WORK REQUEST
Print, without alteration, the lines that extend from the one holding "# a single point is shaped like point(1104, 664)" to the final line of the listing below.
--- EXERCISE MATERIAL ---
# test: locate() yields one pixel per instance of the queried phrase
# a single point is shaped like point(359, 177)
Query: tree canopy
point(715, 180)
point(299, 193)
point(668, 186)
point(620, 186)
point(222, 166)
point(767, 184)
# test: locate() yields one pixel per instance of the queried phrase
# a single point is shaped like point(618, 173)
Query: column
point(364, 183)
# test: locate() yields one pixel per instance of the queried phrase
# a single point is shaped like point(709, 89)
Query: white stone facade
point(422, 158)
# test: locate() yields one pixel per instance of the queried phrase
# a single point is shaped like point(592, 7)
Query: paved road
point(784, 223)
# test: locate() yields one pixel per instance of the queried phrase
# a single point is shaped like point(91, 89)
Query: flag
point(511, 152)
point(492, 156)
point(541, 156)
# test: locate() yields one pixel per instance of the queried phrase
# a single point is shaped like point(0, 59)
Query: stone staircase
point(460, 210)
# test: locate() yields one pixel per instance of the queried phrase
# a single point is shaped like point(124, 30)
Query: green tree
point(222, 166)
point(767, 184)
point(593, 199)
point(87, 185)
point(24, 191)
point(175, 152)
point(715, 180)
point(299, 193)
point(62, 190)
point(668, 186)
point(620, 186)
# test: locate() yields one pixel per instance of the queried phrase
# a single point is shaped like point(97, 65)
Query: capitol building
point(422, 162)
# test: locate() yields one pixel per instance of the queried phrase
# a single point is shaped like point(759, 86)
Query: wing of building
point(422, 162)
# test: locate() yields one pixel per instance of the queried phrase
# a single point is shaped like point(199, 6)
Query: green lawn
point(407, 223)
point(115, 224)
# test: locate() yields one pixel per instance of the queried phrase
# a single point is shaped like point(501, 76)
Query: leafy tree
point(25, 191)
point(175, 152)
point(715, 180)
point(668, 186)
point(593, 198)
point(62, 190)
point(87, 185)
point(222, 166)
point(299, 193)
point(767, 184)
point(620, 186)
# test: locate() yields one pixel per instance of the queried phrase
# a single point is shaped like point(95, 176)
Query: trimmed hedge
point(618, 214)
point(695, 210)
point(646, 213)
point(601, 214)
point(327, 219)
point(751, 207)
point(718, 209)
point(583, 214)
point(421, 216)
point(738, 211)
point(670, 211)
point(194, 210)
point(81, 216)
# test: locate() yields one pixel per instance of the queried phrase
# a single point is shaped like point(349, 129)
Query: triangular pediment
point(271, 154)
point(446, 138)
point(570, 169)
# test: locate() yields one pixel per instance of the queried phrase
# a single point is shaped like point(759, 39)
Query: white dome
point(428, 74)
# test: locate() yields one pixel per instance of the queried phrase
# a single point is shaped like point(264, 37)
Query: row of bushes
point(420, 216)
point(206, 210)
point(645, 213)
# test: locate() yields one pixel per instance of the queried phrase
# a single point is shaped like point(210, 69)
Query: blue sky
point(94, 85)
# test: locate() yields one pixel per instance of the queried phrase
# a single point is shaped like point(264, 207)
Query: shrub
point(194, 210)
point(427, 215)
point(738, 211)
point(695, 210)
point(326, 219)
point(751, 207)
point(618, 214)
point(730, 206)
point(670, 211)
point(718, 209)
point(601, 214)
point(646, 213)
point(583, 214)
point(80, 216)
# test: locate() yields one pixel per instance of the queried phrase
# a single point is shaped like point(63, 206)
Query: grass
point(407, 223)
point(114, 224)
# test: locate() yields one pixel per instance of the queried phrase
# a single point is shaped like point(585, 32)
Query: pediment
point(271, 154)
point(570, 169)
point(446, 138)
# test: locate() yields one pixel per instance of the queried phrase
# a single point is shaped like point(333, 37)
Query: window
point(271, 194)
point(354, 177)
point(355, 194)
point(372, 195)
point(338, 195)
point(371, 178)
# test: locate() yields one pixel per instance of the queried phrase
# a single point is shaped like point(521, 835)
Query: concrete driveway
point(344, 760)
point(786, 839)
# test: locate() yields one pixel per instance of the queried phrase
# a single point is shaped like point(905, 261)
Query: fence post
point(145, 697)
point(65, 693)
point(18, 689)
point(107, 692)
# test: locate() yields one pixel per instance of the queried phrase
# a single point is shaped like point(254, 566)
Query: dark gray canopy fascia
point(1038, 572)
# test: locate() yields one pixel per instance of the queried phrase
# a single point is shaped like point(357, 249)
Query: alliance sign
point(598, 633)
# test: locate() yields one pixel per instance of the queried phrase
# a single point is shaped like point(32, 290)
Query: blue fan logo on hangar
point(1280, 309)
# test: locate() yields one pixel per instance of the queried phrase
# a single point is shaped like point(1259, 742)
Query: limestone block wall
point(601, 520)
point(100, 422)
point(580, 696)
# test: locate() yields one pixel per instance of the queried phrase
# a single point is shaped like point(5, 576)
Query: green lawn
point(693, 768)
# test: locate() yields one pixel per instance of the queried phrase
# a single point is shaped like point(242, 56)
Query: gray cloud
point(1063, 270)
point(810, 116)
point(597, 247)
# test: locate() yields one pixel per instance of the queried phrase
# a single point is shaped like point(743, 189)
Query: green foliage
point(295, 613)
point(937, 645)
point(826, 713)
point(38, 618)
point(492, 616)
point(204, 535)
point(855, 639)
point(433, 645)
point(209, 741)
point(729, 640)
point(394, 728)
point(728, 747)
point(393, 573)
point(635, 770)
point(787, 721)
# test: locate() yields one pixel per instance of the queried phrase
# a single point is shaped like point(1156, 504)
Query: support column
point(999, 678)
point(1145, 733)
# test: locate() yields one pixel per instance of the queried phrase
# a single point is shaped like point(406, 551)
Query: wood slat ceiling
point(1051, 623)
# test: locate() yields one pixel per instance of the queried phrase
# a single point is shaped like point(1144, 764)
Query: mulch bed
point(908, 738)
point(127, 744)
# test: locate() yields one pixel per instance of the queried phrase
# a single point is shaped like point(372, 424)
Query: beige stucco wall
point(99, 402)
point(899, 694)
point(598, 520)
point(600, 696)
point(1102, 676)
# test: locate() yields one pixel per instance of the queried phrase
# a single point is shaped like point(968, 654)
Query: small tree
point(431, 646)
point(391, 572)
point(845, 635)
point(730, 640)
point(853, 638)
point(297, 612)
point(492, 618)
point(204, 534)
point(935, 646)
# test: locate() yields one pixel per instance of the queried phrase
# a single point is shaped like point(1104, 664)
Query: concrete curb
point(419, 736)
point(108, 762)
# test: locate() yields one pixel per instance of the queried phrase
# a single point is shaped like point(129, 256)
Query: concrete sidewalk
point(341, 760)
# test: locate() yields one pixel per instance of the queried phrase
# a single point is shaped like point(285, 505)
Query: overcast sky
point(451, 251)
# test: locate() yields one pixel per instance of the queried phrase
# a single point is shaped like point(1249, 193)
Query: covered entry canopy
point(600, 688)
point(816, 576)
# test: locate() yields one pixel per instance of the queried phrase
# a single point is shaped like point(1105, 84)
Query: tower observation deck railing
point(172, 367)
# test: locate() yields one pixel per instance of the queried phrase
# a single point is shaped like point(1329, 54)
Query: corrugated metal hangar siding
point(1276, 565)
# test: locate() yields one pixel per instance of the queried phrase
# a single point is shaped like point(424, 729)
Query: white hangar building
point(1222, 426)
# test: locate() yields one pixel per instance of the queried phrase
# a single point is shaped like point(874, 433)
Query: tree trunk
---
SOLUTION TO THIS EXERCISE
# a single point is shaped like point(1104, 664)
Query: concrete curb
point(419, 736)
point(108, 762)
# test: locate() yields one pixel per instance of the queried phrase
# a single point is shaped like point(129, 256)
Query: concrete sidewalk
point(341, 760)
# test: locate() yields one pixel per instance of the queried phrase
# a single point is shaped like point(285, 505)
Query: overcast sky
point(451, 251)
# test: locate() yields one pixel per instance of the queried phrase
# a single point is shaped like point(1249, 193)
Query: covered entry canopy
point(600, 688)
point(816, 576)
# test: locate() yields one pixel per instance of the queried phrase
# a single point is shaped like point(1105, 84)
Query: tower observation deck railing
point(172, 367)
# test: locate() yields one pixel per instance of the queried phrase
# a single point is shaped like point(1329, 54)
Query: corrugated metal hangar siding
point(1276, 565)
# test: locate() yields one pixel per instance of the queried phrase
# a single point is shaped like point(424, 729)
Query: white hangar building
point(1222, 426)
# test: locate() yields one pixel per instance of the queried phrase
# a single point is shaped like point(874, 433)
Query: tree trunk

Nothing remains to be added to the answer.